Take the entries below and retype them exactly.

---------------

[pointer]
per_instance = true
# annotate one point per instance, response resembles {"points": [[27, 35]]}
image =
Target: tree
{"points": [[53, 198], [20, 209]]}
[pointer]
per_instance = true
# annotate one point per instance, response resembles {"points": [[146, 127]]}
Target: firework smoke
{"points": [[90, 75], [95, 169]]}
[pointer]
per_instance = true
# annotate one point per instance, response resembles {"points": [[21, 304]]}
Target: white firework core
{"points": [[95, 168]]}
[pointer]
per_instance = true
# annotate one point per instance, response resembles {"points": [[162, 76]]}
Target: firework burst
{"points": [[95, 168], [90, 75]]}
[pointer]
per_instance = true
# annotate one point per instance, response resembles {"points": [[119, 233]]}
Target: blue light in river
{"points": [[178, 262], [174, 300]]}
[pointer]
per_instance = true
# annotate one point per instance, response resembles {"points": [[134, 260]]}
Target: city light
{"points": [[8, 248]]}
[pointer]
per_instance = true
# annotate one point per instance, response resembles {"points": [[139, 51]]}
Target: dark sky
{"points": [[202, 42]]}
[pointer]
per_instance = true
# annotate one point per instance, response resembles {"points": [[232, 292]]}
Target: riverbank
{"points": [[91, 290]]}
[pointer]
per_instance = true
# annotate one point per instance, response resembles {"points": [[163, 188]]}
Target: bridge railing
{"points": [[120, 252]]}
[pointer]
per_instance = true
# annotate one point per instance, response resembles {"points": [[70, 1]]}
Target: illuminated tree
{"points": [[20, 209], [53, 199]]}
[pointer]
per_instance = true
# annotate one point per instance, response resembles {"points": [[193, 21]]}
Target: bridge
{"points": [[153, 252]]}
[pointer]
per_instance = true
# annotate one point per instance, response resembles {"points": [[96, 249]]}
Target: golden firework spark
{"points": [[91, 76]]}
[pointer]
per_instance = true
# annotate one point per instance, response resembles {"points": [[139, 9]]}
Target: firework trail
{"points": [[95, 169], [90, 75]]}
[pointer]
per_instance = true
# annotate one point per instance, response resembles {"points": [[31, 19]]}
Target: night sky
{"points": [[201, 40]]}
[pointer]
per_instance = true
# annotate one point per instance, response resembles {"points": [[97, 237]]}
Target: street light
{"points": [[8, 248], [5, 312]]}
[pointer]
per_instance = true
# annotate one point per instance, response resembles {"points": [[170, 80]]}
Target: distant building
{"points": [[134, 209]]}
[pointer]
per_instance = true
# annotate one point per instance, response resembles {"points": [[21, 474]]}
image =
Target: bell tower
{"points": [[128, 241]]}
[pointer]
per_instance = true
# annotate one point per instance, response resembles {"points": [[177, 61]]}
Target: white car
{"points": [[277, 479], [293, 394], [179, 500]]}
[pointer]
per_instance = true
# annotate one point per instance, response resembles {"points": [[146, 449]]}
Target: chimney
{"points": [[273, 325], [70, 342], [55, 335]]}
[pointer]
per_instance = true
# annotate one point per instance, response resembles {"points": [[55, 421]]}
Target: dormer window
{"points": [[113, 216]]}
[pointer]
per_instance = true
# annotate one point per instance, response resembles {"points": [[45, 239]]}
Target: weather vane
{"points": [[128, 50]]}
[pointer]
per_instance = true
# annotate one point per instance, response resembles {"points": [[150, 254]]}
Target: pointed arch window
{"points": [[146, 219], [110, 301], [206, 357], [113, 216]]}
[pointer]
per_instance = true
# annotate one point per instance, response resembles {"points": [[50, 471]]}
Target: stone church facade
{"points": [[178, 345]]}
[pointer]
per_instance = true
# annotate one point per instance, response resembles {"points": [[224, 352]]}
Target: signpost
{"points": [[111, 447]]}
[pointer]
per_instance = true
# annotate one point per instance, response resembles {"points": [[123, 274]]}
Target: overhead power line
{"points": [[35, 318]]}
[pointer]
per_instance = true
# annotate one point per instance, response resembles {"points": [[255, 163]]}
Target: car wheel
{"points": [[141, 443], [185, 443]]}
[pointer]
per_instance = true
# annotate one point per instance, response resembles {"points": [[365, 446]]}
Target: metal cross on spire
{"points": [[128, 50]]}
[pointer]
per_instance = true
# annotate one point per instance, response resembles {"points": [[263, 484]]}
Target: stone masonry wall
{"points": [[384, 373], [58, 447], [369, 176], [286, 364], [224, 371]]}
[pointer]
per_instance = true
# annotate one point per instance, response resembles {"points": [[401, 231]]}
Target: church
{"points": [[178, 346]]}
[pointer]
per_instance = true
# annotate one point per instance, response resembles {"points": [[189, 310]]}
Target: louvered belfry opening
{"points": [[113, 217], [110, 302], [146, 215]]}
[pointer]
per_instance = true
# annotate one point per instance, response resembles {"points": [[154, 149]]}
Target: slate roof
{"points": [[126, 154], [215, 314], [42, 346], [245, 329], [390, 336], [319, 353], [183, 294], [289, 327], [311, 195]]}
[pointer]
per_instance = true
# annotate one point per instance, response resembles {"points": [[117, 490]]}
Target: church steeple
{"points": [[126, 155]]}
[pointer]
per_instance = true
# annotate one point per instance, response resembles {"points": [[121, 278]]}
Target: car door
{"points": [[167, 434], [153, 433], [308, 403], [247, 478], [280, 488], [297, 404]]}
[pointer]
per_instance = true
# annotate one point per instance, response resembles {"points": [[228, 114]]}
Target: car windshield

---------------

» **FINAL ANSWER**
[pointer]
per_instance = true
# annotate one point per instance, response resembles {"points": [[27, 35]]}
image =
Target: tree
{"points": [[53, 198], [20, 209]]}
[pointer]
per_instance = true
# annotate one point per instance, response resembles {"points": [[146, 127]]}
Target: firework smoke
{"points": [[90, 75], [95, 169]]}
[pointer]
per_instance = true
# annotate one point per instance, response resembles {"points": [[21, 304]]}
Target: white firework core
{"points": [[95, 168]]}
[pointer]
per_instance = true
# annotate one point per instance, response resembles {"points": [[162, 76]]}
Target: firework burst
{"points": [[95, 168], [90, 75]]}
[pointer]
per_instance = true
# annotate one point per instance, response resembles {"points": [[119, 233]]}
Target: blue light in river
{"points": [[178, 262], [174, 300]]}
[pointer]
per_instance = true
# annotate one point per instance, response resembles {"points": [[134, 260]]}
Target: city light
{"points": [[8, 248]]}
[pointer]
per_instance = true
# annotate one point per instance, response resembles {"points": [[139, 51]]}
Target: dark sky
{"points": [[202, 42]]}
[pointer]
per_instance = true
# annotate one point per instance, response resembles {"points": [[232, 292]]}
Target: riverbank
{"points": [[91, 290]]}
[pointer]
per_instance = true
# annotate one point per instance, response resembles {"points": [[163, 188]]}
Target: bridge railing
{"points": [[120, 252]]}
[pointer]
per_instance = true
# annotate one point per instance, response resembles {"points": [[70, 1]]}
Target: illuminated tree
{"points": [[20, 209], [53, 199]]}
[pointer]
per_instance = true
# annotate one point per instance, response resembles {"points": [[193, 21]]}
Target: bridge
{"points": [[153, 252]]}
[pointer]
per_instance = true
# annotate one point per instance, response resembles {"points": [[96, 249]]}
Target: golden firework spark
{"points": [[91, 76]]}
[pointer]
per_instance = true
# annotate one point per instance, response resembles {"points": [[139, 9]]}
Target: firework trail
{"points": [[95, 169], [90, 75]]}
[pointer]
per_instance = true
# annotate one point per instance, response resembles {"points": [[31, 19]]}
Target: night sky
{"points": [[201, 40]]}
[pointer]
per_instance = true
# annotate one point per instance, response resembles {"points": [[97, 237]]}
Target: street light
{"points": [[8, 248], [5, 312]]}
[pointer]
per_instance = true
# annotate one point per instance, response resembles {"points": [[170, 80]]}
Target: distant building
{"points": [[134, 209]]}
[pointer]
per_instance = true
# annotate one point per instance, response resembles {"points": [[21, 474]]}
image =
Target: bell tower
{"points": [[128, 241]]}
[pointer]
per_instance = true
# annotate one point per instance, response resembles {"points": [[177, 61]]}
Target: white car
{"points": [[277, 479], [293, 394], [179, 500]]}
[pointer]
per_instance = true
# annotate one point per instance, response resembles {"points": [[146, 449]]}
Target: chimney
{"points": [[273, 325], [70, 342], [55, 335]]}
[pointer]
per_instance = true
# annotate one point per instance, response resembles {"points": [[55, 421]]}
Target: dormer window
{"points": [[113, 216]]}
[pointer]
per_instance = true
# annotate one point per instance, response resembles {"points": [[45, 239]]}
Target: weather vane
{"points": [[128, 50]]}
[pointer]
per_instance = true
# annotate one point per instance, response resembles {"points": [[150, 254]]}
Target: pointed arch window
{"points": [[146, 219], [110, 301], [206, 357], [113, 216]]}
[pointer]
per_instance = true
# annotate one point per instance, response resembles {"points": [[50, 471]]}
Target: stone church facade
{"points": [[178, 345]]}
[pointer]
per_instance = true
# annotate one point per instance, response resembles {"points": [[224, 352]]}
Target: signpost
{"points": [[111, 447]]}
[pointer]
per_instance = true
# annotate one point per instance, response resembles {"points": [[123, 274]]}
Target: overhead power line
{"points": [[35, 318]]}
[pointer]
per_instance = true
# annotate one point per instance, response resembles {"points": [[255, 163]]}
Target: car wheel
{"points": [[141, 443], [185, 443]]}
[pointer]
per_instance = true
# annotate one point per instance, response resembles {"points": [[365, 446]]}
Target: metal cross on spire
{"points": [[128, 50]]}
[pointer]
per_instance = true
# annotate one point per instance, response resembles {"points": [[263, 484]]}
Target: stone masonry wall
{"points": [[384, 373], [58, 447], [369, 176], [286, 364], [224, 371]]}
[pointer]
per_instance = true
# annotate one point per instance, response resembles {"points": [[401, 231]]}
Target: church
{"points": [[178, 346]]}
[pointer]
per_instance = true
# annotate one point per instance, response resembles {"points": [[189, 310]]}
Target: louvered belfry opening
{"points": [[113, 217], [110, 302], [146, 215]]}
[pointer]
per_instance = true
# annotate one point per instance, response resembles {"points": [[154, 149]]}
Target: slate roof
{"points": [[126, 154], [215, 314], [42, 346], [245, 329], [390, 336], [319, 353], [183, 294], [289, 327], [311, 195]]}
[pointer]
per_instance = true
# annotate one point per instance, response resembles {"points": [[117, 490]]}
Target: church steeple
{"points": [[126, 155]]}
[pointer]
per_instance = true
# annotate one point per instance, response resembles {"points": [[121, 278]]}
Target: car door
{"points": [[167, 434], [153, 433], [308, 403], [247, 478], [280, 488], [297, 404]]}
[pointer]
per_instance = true
# annotate one point per instance, response resembles {"points": [[228, 114]]}
Target: car windshield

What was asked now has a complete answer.